**INSTRUCTIONS TO FOLLOW:**
Translate this sentence from the probability estimation guide into Spanish: "Before acting, ask: would getting more information change the decision?"

Step 7: Information Value
Before acting, ask: would getting more information change the decision?
INFORMATION VALUE:
- What information would most change your estimate? [describe]
- How much would it shift the probability? [estimate]
- What does that information cost to get? [time/money/effort]
- Is the expected value of that information greater than its cost? [yes/no]
RECOMMENDATION: [Act now / Gather information first / Wait and observe]
Failure Modes
| Failure | Signal | Fix |
|---|---|---|
| Neglecting base rates | Jumping to evidence without establishing how common this is | Always start with “how often does this happen in general?” |
| Fake precision | Stating 73.2% when your real uncertainty spans 50-90% | Use ranges. State confidence intervals. Drop false decimals. |
| Narrative probability | ”The story makes sense so it must be likely” | Stories always make sense. Check the math, not the plot. |
| Symmetric updates | Confirming evidence moves you +20% but disconfirming only -5% | Apply the same likelihood ratio logic in both directions. |
| Ignoring correlation | Treating risks as independent when they share causes | Map common causes. Correlated risks mean wider tails. |
| Expected value worship | Using EV when ruin risk exists | If an outcome is catastrophic, no positive EV justifies the bet. |
Depth Scaling
Default: 2x. Parse depth from $ARGUMENTS if specified (e.g., “/prob 4x [input]”).
| Depth | Min Evidence Items | Min Error Checks | Min Reference Classes | Min Outcomes (if decision) |
|---|---|---|---|---|
| 1x | 2 | 3 | 1 | 2 |
| 2x | 4 | 5 | 2 | 3 |
| 4x | 6 | 7 | 3 | 5 |
| 8x | 10 | 8 | 4 | 8 |
These are floors. Go deeper where insight is dense. Compress where it is not.
Pre-Completion Checklist
- Base rate identified from a defensible reference class
- Each piece of evidence assessed for diagnosticity, not just direction
- Posterior probability derived from prior + evidence, not from narrative
- Error scan completed — at least conjunction, base rate neglect, and overconfidence checked
- Confidence interval stated (not a point estimate)
- If decision: expected value calculated with ruin risk check
- If compound event: conjunction rule verified (P(A&B) <= P(A))
- Information value assessed before recommending action
Integration
- Use from:
/ht(hypothesis testing needs probability estimates),/dcp(decisions under uncertainty),/cba(expected value in cost-benefit) - Routes to:
/ht(when estimate needs empirical testing),/aex(when assumptions behind probability need extraction) - Differs from:
/htfocuses on designing tests;/probfocuses on estimating and calibrating probabilities correctly - Complementary:
/aex(surface assumptions behind estimates),/rca(when you need to understand why a probability is what it is)

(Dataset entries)
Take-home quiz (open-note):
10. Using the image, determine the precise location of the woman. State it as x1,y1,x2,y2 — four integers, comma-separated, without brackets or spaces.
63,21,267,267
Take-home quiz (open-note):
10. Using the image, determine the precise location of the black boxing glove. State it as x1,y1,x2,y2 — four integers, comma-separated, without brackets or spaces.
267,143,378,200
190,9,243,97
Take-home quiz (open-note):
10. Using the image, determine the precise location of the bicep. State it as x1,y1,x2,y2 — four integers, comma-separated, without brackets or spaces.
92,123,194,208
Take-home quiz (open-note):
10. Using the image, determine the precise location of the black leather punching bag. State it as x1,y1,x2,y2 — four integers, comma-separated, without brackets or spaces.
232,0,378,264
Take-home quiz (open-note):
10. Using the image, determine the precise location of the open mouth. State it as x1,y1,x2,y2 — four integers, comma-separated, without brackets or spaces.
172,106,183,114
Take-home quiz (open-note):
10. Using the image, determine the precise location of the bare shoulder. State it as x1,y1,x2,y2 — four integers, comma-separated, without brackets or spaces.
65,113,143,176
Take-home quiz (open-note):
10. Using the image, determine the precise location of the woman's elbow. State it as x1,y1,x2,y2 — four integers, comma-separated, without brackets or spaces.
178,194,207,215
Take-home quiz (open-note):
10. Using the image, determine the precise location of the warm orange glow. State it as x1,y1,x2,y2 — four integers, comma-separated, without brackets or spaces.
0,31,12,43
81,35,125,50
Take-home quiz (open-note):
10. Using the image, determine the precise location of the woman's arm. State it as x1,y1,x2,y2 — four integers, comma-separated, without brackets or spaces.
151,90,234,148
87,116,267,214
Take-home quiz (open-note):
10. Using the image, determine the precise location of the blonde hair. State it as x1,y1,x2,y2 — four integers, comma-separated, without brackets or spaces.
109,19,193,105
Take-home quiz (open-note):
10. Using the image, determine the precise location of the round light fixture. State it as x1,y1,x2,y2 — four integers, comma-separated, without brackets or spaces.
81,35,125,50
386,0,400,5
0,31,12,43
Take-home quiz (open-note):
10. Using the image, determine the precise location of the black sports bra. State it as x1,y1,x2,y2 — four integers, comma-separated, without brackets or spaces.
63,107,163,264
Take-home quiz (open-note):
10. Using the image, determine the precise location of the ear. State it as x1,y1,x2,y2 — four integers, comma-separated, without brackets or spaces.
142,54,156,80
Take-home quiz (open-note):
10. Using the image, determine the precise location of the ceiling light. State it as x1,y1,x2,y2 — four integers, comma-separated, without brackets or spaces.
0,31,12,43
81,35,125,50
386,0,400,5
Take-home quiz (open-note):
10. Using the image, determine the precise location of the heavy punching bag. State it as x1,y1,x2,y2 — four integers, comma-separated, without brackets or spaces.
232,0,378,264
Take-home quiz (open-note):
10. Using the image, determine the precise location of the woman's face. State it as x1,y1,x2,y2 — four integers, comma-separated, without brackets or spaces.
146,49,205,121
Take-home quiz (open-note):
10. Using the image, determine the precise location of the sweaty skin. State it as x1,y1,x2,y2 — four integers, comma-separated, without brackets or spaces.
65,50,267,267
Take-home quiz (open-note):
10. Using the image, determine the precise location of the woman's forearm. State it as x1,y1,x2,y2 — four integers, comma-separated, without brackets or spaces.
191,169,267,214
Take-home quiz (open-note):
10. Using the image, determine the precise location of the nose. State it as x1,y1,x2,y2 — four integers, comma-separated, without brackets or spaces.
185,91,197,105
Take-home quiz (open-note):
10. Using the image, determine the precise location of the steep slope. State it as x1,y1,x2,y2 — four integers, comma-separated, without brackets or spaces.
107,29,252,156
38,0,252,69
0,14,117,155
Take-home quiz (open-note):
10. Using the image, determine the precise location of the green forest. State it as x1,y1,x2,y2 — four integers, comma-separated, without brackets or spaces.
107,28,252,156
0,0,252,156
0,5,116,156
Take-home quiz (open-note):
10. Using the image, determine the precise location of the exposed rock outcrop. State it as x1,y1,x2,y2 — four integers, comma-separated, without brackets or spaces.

**TASK ANSWER:**
Antes de actuar, pregunta: ¿cambiaría la decisión obtener más información?